§ DIRECTIONS: Search the listing below for the word "instance" and copy each line where it appears.

RECORDS FOR THIS TASK START

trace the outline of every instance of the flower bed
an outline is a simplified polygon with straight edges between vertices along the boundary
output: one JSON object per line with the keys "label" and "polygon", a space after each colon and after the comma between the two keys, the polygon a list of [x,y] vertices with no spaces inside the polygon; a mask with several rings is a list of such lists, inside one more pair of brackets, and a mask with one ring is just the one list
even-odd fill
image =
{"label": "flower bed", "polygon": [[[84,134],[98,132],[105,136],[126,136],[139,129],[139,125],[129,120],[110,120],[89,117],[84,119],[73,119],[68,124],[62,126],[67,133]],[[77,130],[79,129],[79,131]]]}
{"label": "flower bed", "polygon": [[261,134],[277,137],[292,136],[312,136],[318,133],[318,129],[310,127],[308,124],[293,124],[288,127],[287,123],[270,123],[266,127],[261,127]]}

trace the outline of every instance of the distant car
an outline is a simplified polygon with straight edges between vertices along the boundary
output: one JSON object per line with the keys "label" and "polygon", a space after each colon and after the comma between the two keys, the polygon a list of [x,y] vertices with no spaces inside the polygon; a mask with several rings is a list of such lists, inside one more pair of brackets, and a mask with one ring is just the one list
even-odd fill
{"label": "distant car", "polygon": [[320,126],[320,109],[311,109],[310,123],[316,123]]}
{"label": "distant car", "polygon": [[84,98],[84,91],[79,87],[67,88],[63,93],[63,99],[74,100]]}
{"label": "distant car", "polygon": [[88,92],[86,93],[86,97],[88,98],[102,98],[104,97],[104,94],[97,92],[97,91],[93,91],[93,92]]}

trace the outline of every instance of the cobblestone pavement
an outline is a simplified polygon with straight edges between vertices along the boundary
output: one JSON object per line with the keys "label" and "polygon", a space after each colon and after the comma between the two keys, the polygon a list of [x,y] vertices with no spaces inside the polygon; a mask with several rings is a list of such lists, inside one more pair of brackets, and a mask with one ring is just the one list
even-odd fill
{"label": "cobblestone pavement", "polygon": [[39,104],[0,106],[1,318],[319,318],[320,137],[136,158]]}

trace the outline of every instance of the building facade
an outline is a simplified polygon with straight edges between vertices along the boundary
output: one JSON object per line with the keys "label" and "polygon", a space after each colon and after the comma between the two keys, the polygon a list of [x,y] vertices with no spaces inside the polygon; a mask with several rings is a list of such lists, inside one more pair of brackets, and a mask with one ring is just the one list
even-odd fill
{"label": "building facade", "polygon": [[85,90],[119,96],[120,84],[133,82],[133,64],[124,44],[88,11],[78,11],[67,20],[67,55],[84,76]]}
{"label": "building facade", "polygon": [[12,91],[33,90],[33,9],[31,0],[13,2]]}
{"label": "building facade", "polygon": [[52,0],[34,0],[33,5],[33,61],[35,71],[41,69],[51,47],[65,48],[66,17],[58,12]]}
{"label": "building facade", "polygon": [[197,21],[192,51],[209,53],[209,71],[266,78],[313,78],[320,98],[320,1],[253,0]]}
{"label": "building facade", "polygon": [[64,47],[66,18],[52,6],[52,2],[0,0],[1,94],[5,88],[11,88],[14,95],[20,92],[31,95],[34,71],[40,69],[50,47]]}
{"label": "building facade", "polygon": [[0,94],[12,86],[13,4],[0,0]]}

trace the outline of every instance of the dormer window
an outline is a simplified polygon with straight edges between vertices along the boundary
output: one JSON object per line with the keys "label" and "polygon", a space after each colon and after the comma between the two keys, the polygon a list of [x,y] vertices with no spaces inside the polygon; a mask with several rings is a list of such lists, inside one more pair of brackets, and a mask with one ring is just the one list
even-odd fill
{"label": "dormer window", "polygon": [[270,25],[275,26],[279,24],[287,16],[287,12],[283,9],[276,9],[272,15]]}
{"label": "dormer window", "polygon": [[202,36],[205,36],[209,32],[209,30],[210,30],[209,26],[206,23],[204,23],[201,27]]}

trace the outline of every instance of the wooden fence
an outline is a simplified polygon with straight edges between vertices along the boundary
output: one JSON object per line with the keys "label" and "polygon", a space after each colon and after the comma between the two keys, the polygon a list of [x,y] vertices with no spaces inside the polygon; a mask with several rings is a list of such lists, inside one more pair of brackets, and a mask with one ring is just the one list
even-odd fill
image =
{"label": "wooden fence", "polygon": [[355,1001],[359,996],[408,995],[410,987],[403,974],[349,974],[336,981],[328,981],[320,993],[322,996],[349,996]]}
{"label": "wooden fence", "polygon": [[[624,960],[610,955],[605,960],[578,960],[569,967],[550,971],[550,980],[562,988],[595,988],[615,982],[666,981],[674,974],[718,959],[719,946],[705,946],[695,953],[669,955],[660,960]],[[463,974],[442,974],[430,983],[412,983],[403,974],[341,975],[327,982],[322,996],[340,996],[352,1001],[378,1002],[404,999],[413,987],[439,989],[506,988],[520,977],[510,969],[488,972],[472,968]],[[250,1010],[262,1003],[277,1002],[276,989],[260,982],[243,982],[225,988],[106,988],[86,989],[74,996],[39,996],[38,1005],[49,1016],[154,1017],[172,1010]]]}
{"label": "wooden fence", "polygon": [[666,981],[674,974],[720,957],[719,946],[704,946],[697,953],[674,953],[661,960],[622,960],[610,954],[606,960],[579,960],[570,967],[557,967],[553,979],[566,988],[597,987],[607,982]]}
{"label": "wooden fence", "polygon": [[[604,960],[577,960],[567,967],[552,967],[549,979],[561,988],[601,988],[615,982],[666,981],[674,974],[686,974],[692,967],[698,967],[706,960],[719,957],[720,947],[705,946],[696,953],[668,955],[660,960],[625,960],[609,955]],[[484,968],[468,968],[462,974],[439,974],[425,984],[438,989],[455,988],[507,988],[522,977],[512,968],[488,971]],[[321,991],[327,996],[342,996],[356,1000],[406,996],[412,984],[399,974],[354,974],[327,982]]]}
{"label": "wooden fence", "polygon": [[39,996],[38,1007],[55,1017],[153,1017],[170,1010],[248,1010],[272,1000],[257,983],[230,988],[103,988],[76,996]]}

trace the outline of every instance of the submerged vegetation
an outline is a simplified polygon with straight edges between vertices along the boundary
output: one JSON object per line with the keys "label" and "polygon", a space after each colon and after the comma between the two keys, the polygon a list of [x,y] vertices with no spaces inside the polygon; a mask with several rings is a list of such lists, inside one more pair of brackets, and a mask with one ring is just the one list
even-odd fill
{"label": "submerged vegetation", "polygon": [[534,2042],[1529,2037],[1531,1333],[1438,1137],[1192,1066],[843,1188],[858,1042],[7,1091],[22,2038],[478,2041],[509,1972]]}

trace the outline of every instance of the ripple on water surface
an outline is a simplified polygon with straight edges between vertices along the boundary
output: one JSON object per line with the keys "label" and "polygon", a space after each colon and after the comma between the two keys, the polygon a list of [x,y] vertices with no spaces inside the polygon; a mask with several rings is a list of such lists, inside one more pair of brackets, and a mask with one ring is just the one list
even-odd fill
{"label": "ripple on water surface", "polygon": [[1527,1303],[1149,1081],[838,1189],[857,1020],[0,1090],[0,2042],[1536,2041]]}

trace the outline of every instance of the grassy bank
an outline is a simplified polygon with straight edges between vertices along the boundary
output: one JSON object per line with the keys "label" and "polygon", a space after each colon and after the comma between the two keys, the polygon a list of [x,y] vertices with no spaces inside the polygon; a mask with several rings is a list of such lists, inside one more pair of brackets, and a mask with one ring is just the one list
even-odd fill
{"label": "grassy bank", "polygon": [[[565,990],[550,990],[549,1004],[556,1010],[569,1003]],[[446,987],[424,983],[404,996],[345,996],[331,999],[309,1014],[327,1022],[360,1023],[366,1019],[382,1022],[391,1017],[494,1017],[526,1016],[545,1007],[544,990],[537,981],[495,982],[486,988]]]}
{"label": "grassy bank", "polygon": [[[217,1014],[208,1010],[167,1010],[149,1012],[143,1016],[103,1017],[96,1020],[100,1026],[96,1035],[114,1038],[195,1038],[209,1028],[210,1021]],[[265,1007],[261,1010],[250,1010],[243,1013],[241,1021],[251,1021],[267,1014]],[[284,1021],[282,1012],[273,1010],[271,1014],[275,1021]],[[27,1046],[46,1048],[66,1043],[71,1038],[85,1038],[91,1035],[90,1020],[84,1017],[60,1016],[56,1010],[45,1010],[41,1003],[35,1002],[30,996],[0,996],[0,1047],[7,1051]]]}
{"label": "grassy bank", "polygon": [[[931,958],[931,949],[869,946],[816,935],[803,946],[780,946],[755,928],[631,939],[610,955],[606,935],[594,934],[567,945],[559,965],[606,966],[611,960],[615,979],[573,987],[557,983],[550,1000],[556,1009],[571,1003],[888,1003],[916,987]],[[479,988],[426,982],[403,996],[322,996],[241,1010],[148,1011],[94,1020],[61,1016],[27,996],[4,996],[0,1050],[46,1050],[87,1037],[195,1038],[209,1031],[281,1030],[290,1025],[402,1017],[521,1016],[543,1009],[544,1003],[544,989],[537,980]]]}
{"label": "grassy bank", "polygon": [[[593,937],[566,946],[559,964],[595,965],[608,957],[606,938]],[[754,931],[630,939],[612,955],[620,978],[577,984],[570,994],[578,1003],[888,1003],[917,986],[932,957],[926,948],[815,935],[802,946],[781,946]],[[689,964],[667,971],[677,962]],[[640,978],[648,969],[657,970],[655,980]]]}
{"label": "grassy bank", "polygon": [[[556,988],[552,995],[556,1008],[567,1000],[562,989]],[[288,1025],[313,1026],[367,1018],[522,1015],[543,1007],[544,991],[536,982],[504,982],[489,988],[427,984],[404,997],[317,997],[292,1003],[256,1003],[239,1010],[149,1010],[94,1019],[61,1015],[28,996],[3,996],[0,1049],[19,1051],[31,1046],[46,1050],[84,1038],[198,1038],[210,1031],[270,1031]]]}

RECORDS FOR THIS TASK END

§ OUTPUT FOR THIS TASK:
trace the outline of every instance of the flower bed
trace the outline of every instance of the distant car
trace the outline of every instance of the cobblestone pavement
trace the outline of every instance of the building facade
trace the outline of every instance of the dormer window
trace the outline of every instance of the wooden fence
trace the outline of every instance of the submerged vegetation
trace the outline of every instance of the ripple on water surface
trace the outline of every instance of the grassy bank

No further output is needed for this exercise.